* [DATA SECTION]
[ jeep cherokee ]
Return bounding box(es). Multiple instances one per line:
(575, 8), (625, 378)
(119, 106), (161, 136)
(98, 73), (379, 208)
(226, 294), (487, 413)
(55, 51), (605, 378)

---

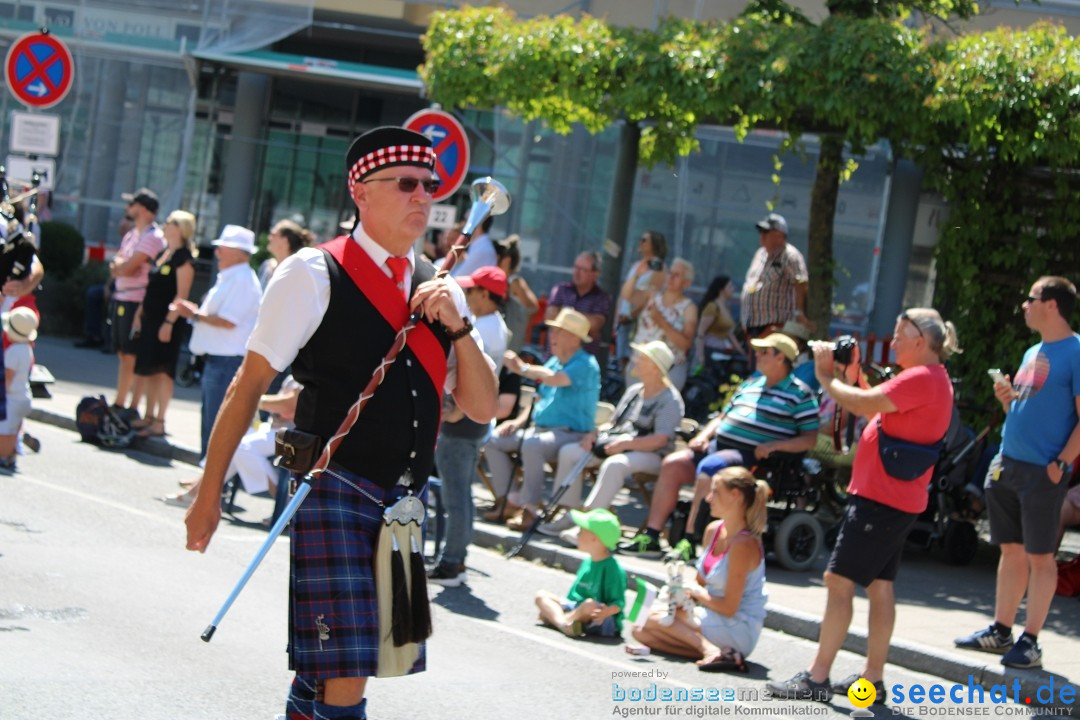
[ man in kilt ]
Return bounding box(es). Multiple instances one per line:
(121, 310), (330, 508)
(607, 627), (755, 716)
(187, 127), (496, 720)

* [REQUIREMENTS]
Return the records word for word, from the line that contains "[ jeep cherokee ]" through the line that contains "(55, 51), (605, 378)", including both of those lines.

* [SOLUTION FOR THIS PROBLEM]
[ jeep cherokee ]
Return bounding box(es). Multiple instances one per line:
(575, 8), (625, 378)
(119, 106), (161, 136)
(98, 73), (379, 208)
(226, 294), (487, 413)
(55, 51), (605, 378)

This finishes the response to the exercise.